- [WORK REQUIRED] Would you retype all of these records exactly?

- [Records from a dataset]
+++++
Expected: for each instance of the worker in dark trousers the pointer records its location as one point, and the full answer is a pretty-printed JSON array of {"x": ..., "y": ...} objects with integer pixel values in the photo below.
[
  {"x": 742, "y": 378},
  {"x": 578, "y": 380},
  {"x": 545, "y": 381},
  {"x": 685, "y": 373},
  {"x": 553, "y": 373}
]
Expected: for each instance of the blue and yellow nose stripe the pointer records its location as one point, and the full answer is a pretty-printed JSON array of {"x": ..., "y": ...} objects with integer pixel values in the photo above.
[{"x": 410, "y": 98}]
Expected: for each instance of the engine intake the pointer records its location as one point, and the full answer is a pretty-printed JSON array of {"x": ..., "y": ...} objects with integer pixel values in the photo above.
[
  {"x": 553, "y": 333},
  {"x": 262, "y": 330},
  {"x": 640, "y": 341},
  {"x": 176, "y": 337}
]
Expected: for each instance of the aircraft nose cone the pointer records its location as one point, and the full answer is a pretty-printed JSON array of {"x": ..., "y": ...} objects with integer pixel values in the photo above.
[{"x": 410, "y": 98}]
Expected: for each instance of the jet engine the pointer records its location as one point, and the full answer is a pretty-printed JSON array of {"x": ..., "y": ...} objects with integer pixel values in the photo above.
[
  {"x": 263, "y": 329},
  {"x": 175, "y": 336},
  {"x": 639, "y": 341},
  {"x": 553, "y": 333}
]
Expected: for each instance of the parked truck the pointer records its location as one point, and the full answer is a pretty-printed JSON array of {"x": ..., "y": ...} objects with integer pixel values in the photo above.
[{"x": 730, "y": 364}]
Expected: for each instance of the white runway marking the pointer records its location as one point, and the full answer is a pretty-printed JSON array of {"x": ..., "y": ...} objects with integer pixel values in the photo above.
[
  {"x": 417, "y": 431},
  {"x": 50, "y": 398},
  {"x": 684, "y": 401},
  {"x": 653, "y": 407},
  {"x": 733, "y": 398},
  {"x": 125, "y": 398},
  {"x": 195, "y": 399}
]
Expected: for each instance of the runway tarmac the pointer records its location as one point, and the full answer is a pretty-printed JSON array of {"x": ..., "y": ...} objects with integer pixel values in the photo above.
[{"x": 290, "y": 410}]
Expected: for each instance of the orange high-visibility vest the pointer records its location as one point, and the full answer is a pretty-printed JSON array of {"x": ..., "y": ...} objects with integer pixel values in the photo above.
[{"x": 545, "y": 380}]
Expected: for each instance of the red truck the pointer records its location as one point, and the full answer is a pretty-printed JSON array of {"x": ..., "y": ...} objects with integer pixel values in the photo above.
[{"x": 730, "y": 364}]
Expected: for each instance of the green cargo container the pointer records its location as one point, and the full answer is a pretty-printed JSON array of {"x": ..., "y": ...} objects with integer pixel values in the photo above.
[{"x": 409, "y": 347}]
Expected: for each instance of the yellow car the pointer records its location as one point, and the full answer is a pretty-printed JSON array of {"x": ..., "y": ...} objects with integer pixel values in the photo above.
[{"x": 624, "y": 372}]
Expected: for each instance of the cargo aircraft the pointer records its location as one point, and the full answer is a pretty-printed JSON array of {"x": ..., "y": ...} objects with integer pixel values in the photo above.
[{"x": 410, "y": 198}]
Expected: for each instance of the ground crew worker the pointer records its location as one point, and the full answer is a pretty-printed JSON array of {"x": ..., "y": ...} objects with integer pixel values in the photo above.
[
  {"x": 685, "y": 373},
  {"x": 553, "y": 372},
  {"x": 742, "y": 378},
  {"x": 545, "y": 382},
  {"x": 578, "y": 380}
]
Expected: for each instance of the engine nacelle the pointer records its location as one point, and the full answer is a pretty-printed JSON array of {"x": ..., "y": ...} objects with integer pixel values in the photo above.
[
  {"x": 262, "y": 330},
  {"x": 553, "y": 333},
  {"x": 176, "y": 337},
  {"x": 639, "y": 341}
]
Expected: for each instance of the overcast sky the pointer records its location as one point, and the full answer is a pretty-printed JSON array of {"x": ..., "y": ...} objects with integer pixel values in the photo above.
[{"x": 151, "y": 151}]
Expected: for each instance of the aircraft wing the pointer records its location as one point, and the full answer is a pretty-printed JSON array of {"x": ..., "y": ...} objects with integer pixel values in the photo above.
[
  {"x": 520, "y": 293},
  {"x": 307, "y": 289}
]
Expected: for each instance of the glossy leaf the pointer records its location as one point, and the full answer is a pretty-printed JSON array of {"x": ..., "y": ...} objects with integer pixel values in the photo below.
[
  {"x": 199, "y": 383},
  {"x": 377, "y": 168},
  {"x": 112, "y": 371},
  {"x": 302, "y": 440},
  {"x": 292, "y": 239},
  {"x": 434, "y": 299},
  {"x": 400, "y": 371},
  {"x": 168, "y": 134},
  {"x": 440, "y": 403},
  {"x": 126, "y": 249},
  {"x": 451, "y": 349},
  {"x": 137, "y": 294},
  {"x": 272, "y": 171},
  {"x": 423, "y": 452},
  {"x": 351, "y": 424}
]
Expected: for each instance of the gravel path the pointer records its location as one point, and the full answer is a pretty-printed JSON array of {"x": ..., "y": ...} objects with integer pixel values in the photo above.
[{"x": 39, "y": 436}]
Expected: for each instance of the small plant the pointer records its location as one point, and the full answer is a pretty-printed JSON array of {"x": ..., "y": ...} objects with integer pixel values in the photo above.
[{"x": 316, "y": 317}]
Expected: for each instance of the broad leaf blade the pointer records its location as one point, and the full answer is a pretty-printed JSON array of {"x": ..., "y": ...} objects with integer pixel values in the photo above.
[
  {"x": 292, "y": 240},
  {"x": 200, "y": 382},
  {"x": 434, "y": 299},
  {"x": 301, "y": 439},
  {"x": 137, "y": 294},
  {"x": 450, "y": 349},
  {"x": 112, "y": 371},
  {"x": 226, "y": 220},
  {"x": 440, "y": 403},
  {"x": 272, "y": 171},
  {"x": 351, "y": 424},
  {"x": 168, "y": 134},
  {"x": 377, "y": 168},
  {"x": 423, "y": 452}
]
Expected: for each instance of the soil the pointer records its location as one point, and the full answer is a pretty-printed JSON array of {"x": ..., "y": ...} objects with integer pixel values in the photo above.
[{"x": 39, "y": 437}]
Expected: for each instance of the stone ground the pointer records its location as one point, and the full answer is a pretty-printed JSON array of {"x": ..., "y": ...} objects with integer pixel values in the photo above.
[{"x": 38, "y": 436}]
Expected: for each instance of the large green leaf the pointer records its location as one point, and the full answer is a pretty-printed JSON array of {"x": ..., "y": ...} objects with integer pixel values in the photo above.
+++++
- [RESPONSE]
Expected: for each instance of the worker in dark trousers the pointer records its location as one point, and the full answer is a pretty-printed JSON array of {"x": ..., "y": ...} objects with integer pixel values in the photo below.
[
  {"x": 742, "y": 378},
  {"x": 578, "y": 380},
  {"x": 545, "y": 381},
  {"x": 685, "y": 373},
  {"x": 553, "y": 373}
]
Expected: for each instance of the blue and yellow nose stripe the pointer records its location as one point, and the full answer is a pretty-printed JSON array of {"x": ..., "y": ...} objects with integer pixel values in the photo above.
[{"x": 410, "y": 98}]
Expected: for each instance of the engine intake the pointer records its location as one point, and the full answer is a pretty-printed JSON array of {"x": ..., "y": ...} objects with integer pixel values in the photo above.
[
  {"x": 553, "y": 333},
  {"x": 262, "y": 330},
  {"x": 640, "y": 341},
  {"x": 176, "y": 337}
]
Expected: for each instance of the aircraft nose cone the pointer records its location as one point, and the full answer is a pretty-printed JSON array of {"x": ..., "y": ...} objects with integer pixel values in the photo above.
[{"x": 410, "y": 98}]
Expected: for each instance of the jet engine the pointer records its location as one point, and the full answer is a pretty-printed JSON array of {"x": ..., "y": ...} objects with integer pixel values in the photo above.
[
  {"x": 263, "y": 329},
  {"x": 175, "y": 336},
  {"x": 639, "y": 341},
  {"x": 553, "y": 333}
]
Expected: for each instance of the parked truck the pointer records its location as one point, and the full answer is a pretty-printed JSON array of {"x": ..., "y": ...} objects with integer pixel values in the photo above.
[{"x": 730, "y": 364}]
Expected: for each instance of the white runway marking the pointer records its location as one point, and the full answer is a pretty-printed JSON array of {"x": ..., "y": ...} objects with integer pixel values in the photo above.
[
  {"x": 417, "y": 431},
  {"x": 50, "y": 398},
  {"x": 684, "y": 401},
  {"x": 653, "y": 407},
  {"x": 733, "y": 398},
  {"x": 125, "y": 398},
  {"x": 195, "y": 399}
]
Expected: for each instance of the runway tarmac the pointer records its location as one point, and the full answer is a pretty-printed JSON array of {"x": ..., "y": ...} objects with integer pixel values in the photo above.
[{"x": 290, "y": 410}]
Expected: for each instance of the orange high-visibility vest the pointer records its location as one point, and the full answer is a pretty-printed JSON array of {"x": ..., "y": ...} objects with integer pixel values in the photo above.
[{"x": 545, "y": 380}]
Expected: for each instance of the red truck the pointer records its location as one point, and the full answer is a pretty-printed JSON array of {"x": ..., "y": ...} objects with integer pixel values in the photo above.
[{"x": 730, "y": 364}]
Expected: for each instance of the green cargo container the pointer records its location as one point, and the full answer is a pretty-printed JSON array of {"x": ..., "y": ...} objects with integer pixel values in the photo above.
[{"x": 409, "y": 347}]
Expected: for each instance of the yellow car the pointer records its location as one point, and the full answer is a pretty-printed JSON array of {"x": ..., "y": ...} objects with integer pixel values in the photo above.
[{"x": 624, "y": 372}]
Expected: for each instance of the cargo aircraft the pointer records its location as one point, and the full answer is a pretty-printed JSON array of {"x": ..., "y": ...} objects with integer pixel values in the photo above.
[{"x": 410, "y": 198}]
Expected: for each instance of the ground crew worker the pointer records its location as one point, and the full answer is a pretty-printed JSON array of {"x": ..., "y": ...} objects with integer pixel values in the photo above.
[
  {"x": 685, "y": 373},
  {"x": 553, "y": 372},
  {"x": 742, "y": 378},
  {"x": 545, "y": 382},
  {"x": 578, "y": 380}
]
Expected: for each instance of the engine nacelle the pointer records its location as one point, and the full answer is a pretty-printed JSON array of {"x": ..., "y": ...} objects with integer pixel values in the photo above.
[
  {"x": 262, "y": 330},
  {"x": 553, "y": 333},
  {"x": 176, "y": 337},
  {"x": 639, "y": 341}
]
Expected: for each instance of the overcast sky the pointer records its location as one point, and the full answer is a pretty-printed JSON array of {"x": ..., "y": ...} objects with integer pixel values in the photo above.
[{"x": 151, "y": 151}]
Expected: for each instance of the aircraft wing the pointer records its location as one point, and the full answer is a pretty-printed JSON array of {"x": ..., "y": ...} objects with integer pixel values in the photo above.
[
  {"x": 520, "y": 293},
  {"x": 307, "y": 289}
]
Expected: for each instance of the glossy leaf the pointer records its location as one point, and the full answer is a pretty-printed JSON array of {"x": ..., "y": ...} objects with integer pixel values in the photo below.
[
  {"x": 199, "y": 383},
  {"x": 377, "y": 168},
  {"x": 112, "y": 371},
  {"x": 302, "y": 440},
  {"x": 292, "y": 239},
  {"x": 434, "y": 299},
  {"x": 400, "y": 371},
  {"x": 168, "y": 134},
  {"x": 440, "y": 403},
  {"x": 126, "y": 249},
  {"x": 451, "y": 349},
  {"x": 137, "y": 294},
  {"x": 272, "y": 171},
  {"x": 423, "y": 452},
  {"x": 351, "y": 424}
]
Expected: for each instance of the gravel path the pointer records its location as one point, and the full answer is a pretty-printed JSON array of {"x": ..., "y": ...} objects with integer pixel values in the photo above.
[{"x": 39, "y": 436}]
Expected: for each instance of the small plant the pointer records its location as one point, and the full answer is a pretty-printed JSON array of {"x": ..., "y": ...} objects with integer pixel values in the photo above.
[{"x": 316, "y": 317}]
Expected: for each instance of the broad leaf blade the pointer records its location as one point, and the full answer is a pretty-printed JSON array of {"x": ..., "y": ...} objects with integer pixel values in the photo above.
[
  {"x": 292, "y": 240},
  {"x": 200, "y": 382},
  {"x": 434, "y": 299},
  {"x": 301, "y": 439},
  {"x": 137, "y": 294},
  {"x": 450, "y": 349},
  {"x": 112, "y": 371},
  {"x": 226, "y": 220},
  {"x": 440, "y": 403},
  {"x": 272, "y": 171},
  {"x": 351, "y": 424},
  {"x": 168, "y": 134},
  {"x": 377, "y": 168},
  {"x": 423, "y": 452}
]
Expected: for each instance of the soil the pointer records its location as one point, and the full answer is a pretty-printed JSON array of {"x": ..., "y": ...} objects with integer pixel values in the photo above.
[{"x": 39, "y": 437}]
Expected: for each instance of the stone ground the pointer records its location as one point, and the full answer is a pretty-printed JSON array of {"x": ..., "y": ...} objects with integer pixel values in the photo above.
[{"x": 38, "y": 436}]
Expected: for each instance of the large green leaf the pointer records its location as one point, and the full answer is a pretty-printed JSON array of {"x": ..., "y": ...} objects with integer pixel values in the photo above.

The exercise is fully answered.